Data extracts:
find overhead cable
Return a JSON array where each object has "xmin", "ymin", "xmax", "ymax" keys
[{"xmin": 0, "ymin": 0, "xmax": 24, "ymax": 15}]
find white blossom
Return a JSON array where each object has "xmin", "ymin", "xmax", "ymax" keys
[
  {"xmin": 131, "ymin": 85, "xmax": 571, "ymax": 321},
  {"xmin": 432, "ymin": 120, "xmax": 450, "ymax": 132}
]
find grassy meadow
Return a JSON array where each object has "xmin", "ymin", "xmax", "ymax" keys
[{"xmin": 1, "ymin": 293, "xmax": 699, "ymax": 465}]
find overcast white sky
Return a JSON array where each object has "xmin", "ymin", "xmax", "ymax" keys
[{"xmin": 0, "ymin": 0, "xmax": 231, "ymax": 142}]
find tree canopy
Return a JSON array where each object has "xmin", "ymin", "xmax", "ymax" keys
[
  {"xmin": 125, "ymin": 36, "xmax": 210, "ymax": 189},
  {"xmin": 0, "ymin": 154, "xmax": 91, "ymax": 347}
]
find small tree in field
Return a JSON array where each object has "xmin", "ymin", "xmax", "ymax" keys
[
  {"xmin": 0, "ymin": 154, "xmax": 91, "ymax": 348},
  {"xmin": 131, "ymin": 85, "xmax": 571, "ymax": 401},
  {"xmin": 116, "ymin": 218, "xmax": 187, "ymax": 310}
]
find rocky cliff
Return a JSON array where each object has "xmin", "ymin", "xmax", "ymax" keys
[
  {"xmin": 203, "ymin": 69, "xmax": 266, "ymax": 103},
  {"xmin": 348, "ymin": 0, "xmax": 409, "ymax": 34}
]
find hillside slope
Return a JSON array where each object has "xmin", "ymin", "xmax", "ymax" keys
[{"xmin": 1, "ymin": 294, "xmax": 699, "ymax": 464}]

Task brief: Repeat all the entries word for word.

Response to the exercise:
find overhead cable
Return a JSON array where each object has "xmin", "ymin", "xmax", "ymax" keys
[{"xmin": 0, "ymin": 0, "xmax": 24, "ymax": 15}]
find white blossom
Return a JSON array where each object has "xmin", "ymin", "xmax", "ymax" keys
[
  {"xmin": 131, "ymin": 85, "xmax": 571, "ymax": 321},
  {"xmin": 432, "ymin": 120, "xmax": 450, "ymax": 132}
]
find grassy meadow
Return a JSON array where each object has "xmin", "ymin", "xmax", "ymax" keys
[{"xmin": 1, "ymin": 293, "xmax": 699, "ymax": 465}]
find overcast white sky
Return a JSON array where each object has "xmin", "ymin", "xmax", "ymax" keys
[{"xmin": 0, "ymin": 0, "xmax": 231, "ymax": 142}]
find tree canopy
Return a JSON array where each object has "xmin", "ymin", "xmax", "ymax" keys
[
  {"xmin": 125, "ymin": 36, "xmax": 210, "ymax": 189},
  {"xmin": 0, "ymin": 154, "xmax": 91, "ymax": 347}
]
find small tree in field
Return a JSON array where each object has "xmin", "ymin", "xmax", "ymax" keys
[
  {"xmin": 0, "ymin": 154, "xmax": 91, "ymax": 348},
  {"xmin": 131, "ymin": 85, "xmax": 571, "ymax": 401},
  {"xmin": 116, "ymin": 218, "xmax": 187, "ymax": 310}
]
find rocky cliff
Return a JSON array where each object has "xmin", "ymin", "xmax", "ymax" keys
[
  {"xmin": 203, "ymin": 69, "xmax": 266, "ymax": 103},
  {"xmin": 348, "ymin": 0, "xmax": 409, "ymax": 34}
]
find hillside slope
Return a JSON array where each object has "xmin", "ymin", "xmax", "ymax" keys
[{"xmin": 1, "ymin": 294, "xmax": 699, "ymax": 464}]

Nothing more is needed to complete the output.